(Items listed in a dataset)
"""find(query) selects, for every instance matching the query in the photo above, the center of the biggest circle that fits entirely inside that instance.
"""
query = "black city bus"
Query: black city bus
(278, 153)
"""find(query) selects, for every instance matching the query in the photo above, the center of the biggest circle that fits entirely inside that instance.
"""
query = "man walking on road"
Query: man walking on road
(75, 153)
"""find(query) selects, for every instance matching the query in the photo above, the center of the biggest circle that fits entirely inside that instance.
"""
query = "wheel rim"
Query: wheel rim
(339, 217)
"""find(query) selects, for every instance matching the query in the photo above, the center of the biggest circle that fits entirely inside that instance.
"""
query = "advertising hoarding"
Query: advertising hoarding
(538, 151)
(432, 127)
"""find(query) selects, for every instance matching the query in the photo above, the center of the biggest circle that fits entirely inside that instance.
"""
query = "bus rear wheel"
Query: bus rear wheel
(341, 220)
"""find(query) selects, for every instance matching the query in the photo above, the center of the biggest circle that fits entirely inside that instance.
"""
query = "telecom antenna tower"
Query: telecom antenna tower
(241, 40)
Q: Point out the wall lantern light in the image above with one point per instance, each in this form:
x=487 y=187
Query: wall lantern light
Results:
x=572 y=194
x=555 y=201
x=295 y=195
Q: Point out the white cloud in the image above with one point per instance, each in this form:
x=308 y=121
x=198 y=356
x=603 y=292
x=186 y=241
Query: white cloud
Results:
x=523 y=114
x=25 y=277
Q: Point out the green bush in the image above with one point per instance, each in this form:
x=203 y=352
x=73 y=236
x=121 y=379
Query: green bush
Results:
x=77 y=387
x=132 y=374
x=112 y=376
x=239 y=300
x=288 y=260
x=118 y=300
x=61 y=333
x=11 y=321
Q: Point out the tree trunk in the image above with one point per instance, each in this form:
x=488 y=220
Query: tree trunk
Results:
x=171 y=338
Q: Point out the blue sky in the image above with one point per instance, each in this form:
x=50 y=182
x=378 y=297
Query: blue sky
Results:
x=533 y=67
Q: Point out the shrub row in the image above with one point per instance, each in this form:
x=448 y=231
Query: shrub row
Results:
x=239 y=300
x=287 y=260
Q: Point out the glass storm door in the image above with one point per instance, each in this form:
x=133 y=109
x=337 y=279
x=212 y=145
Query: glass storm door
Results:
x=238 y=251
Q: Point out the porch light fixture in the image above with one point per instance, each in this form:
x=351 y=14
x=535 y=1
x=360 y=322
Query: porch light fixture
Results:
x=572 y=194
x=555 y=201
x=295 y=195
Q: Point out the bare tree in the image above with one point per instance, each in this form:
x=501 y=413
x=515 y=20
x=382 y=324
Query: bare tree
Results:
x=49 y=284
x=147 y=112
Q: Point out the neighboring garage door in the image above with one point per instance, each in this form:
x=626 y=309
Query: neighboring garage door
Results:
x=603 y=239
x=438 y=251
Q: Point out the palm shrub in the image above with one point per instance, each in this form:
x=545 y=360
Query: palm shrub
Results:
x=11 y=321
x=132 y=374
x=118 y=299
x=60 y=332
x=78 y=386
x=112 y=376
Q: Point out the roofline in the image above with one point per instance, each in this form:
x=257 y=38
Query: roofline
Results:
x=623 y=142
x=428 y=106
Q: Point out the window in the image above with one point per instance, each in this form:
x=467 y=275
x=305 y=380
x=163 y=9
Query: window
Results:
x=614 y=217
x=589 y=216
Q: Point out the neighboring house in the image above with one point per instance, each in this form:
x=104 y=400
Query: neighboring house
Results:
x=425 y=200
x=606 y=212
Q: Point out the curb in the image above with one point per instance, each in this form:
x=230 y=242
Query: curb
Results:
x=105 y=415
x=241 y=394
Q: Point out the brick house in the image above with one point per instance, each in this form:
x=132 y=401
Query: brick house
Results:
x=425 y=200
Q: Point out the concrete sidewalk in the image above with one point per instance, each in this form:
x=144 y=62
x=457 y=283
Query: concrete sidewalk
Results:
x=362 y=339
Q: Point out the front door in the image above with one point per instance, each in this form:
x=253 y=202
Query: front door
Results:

-- Work required --
Once you have read the entries above, state how many of their lines include "house", giving the number alone.

-- Answer section --
4